» **INPUT DATA**
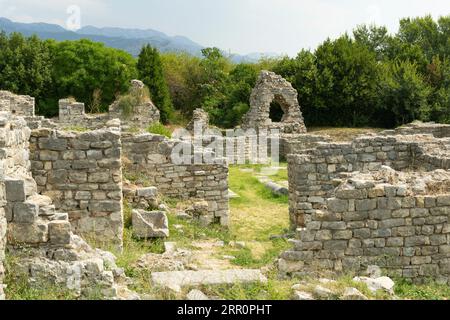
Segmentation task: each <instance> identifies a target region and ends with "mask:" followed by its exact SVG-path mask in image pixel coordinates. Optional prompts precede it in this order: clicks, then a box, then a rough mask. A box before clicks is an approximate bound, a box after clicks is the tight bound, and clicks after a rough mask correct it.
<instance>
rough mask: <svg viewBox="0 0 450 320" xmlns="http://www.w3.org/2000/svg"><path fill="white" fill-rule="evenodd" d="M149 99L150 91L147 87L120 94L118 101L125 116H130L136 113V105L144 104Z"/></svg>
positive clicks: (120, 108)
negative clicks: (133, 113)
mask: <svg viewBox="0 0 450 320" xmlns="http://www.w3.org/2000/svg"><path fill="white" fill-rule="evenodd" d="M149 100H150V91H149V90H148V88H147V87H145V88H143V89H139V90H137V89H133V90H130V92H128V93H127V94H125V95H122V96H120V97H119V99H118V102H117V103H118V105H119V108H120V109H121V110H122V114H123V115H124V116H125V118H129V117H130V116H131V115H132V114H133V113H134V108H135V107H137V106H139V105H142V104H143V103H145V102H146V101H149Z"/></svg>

* * *

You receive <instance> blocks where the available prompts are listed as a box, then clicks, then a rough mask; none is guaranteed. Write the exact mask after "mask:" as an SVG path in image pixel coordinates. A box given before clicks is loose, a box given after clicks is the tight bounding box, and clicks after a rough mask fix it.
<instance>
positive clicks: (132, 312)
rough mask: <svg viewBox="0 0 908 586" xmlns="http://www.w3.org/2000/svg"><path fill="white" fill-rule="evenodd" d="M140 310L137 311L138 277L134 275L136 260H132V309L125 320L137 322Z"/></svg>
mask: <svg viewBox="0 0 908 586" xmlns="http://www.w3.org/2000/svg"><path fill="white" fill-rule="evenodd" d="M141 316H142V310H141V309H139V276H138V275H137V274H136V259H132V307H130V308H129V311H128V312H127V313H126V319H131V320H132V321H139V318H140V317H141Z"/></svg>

» **JOB ITEM**
Rewrite everything from the line containing "You receive <instance>" down to the line containing "positive clicks: (132, 312)", replacing "exact" with "precise" and leaving the rest unchanged. Return only those lines.

» **TASK ANSWER**
You receive <instance> blocks where the available prompts are listed as a box, then clicks, then a rough mask; none is guaranteed. Write the precise mask after "mask:" as an SVG path in image pixel coordinates. A box given before clicks is loose, a box given after clicks is the tight bounding box, and clicks after a rough mask fix it.
<instance>
positive clicks: (132, 312)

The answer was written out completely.